Data provided =
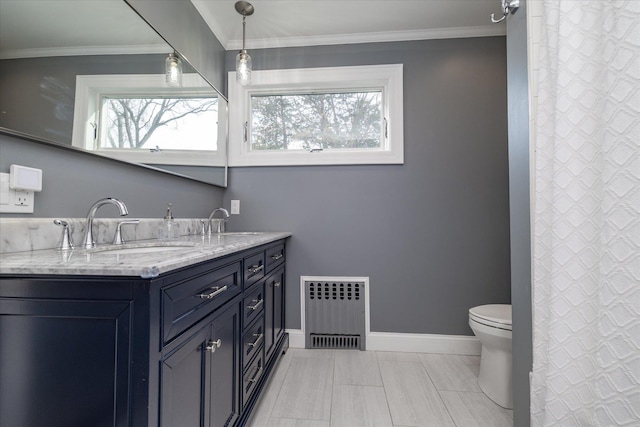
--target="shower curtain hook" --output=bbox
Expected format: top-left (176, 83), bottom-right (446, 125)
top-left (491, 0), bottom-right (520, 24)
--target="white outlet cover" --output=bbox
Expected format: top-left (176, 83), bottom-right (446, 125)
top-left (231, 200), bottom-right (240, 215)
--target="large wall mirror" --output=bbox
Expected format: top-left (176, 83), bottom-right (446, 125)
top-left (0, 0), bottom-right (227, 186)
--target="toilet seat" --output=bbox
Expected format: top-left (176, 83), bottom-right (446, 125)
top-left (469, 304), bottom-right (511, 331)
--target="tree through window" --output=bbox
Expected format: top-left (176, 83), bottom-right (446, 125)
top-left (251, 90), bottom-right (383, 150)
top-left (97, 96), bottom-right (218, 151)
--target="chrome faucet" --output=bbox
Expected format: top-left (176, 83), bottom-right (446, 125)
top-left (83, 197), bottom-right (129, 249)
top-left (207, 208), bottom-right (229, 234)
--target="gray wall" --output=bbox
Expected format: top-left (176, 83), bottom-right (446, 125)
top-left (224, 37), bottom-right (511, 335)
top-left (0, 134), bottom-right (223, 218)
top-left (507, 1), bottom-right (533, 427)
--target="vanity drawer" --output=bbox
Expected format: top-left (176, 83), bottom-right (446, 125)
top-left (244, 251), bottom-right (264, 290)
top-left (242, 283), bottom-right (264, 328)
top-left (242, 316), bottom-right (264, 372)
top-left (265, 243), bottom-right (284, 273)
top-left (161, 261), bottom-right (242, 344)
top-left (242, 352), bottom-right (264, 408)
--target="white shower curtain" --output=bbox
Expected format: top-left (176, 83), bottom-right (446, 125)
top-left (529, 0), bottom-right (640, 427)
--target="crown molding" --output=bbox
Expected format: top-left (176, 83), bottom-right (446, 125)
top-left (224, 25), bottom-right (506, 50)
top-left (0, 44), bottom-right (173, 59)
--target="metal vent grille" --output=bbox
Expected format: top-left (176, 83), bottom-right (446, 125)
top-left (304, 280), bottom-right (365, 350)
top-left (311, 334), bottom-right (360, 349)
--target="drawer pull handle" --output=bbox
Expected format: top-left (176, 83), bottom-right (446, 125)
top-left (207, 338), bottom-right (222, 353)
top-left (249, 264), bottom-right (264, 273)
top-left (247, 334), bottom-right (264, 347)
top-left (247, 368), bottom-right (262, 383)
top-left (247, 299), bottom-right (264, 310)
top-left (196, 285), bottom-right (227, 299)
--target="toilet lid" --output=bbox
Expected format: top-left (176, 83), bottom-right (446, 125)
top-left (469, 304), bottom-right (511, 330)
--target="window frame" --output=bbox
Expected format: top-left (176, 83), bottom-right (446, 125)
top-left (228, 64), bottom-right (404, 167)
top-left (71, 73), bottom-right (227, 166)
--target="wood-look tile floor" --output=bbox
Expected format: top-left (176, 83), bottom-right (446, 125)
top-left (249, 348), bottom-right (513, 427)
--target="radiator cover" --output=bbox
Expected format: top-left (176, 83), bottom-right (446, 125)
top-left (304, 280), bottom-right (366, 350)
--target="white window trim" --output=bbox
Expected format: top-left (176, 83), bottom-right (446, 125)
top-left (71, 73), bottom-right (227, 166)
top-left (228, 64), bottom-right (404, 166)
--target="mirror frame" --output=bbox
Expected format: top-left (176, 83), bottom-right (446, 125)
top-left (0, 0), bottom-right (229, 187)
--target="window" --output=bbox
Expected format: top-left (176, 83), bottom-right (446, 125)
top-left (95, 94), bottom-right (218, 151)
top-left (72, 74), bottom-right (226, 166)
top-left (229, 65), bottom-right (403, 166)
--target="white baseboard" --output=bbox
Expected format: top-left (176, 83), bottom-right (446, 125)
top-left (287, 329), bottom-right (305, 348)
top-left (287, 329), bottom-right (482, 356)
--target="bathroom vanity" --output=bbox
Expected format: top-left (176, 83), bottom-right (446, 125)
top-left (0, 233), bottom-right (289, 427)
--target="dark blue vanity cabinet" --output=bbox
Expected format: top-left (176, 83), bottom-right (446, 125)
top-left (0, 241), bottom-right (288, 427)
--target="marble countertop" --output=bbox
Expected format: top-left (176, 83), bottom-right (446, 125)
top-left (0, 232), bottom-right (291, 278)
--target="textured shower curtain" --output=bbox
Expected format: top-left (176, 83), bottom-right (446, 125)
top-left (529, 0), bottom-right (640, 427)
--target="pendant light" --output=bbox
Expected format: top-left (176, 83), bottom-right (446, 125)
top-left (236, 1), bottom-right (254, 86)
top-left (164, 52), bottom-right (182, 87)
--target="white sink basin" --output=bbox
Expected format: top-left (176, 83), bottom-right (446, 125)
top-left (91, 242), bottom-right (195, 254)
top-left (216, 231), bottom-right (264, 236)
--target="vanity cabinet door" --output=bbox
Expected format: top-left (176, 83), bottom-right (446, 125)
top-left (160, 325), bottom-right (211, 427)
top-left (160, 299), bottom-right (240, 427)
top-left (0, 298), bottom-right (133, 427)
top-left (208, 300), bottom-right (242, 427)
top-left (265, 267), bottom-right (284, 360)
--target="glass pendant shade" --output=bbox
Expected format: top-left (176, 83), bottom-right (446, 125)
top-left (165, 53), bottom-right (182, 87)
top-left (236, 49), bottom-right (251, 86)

--

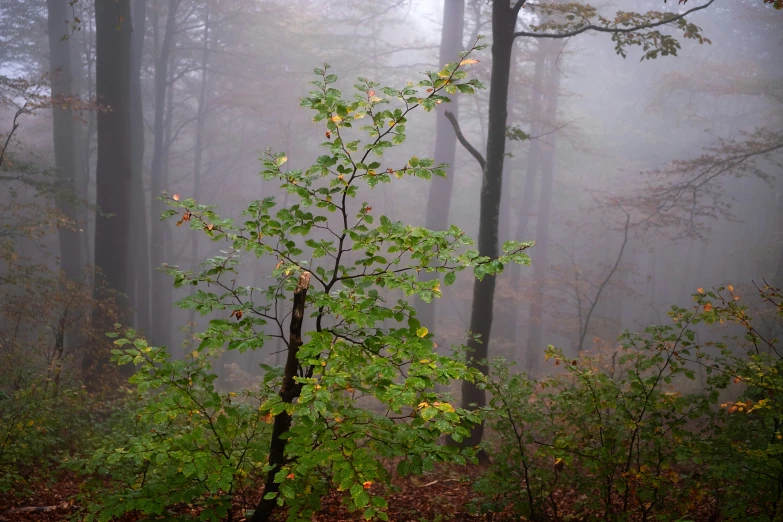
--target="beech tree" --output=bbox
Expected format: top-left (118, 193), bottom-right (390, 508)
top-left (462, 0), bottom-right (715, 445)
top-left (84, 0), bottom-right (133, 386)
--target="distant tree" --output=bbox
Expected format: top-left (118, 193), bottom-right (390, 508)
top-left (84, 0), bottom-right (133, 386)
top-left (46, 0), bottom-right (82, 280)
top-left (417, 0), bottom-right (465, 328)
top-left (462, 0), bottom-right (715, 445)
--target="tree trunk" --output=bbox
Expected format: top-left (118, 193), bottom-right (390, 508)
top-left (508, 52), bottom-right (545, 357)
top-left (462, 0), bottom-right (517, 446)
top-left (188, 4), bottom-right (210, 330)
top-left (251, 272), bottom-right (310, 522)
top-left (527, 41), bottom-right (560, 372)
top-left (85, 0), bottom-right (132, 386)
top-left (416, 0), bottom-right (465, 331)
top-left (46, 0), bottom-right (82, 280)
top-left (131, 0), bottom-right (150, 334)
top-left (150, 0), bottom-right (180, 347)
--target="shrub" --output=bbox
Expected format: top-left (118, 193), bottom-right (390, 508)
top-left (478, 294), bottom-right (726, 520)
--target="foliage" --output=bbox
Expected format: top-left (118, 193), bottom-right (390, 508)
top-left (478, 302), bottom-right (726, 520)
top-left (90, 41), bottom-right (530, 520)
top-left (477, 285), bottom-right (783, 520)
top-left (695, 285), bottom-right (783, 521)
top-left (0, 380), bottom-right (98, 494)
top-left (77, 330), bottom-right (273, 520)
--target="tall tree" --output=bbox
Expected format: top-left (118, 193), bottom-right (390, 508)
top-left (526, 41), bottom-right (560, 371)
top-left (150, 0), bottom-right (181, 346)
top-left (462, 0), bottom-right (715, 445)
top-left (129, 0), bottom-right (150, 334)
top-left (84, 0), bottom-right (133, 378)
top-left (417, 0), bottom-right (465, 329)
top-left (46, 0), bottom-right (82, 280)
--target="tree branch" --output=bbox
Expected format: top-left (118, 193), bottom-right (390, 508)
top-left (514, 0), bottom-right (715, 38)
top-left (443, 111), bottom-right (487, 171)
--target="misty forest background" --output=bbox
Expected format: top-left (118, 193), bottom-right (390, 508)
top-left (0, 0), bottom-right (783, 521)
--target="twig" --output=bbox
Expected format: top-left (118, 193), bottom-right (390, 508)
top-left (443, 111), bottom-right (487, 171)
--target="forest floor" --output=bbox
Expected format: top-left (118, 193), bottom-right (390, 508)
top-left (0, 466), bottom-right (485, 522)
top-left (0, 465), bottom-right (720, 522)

Exercise details = Show each line from the items above that contains the word "drawer".

Response to the task =
--target="vanity drawer" --output=bbox
--target="drawer pull handle" --output=bbox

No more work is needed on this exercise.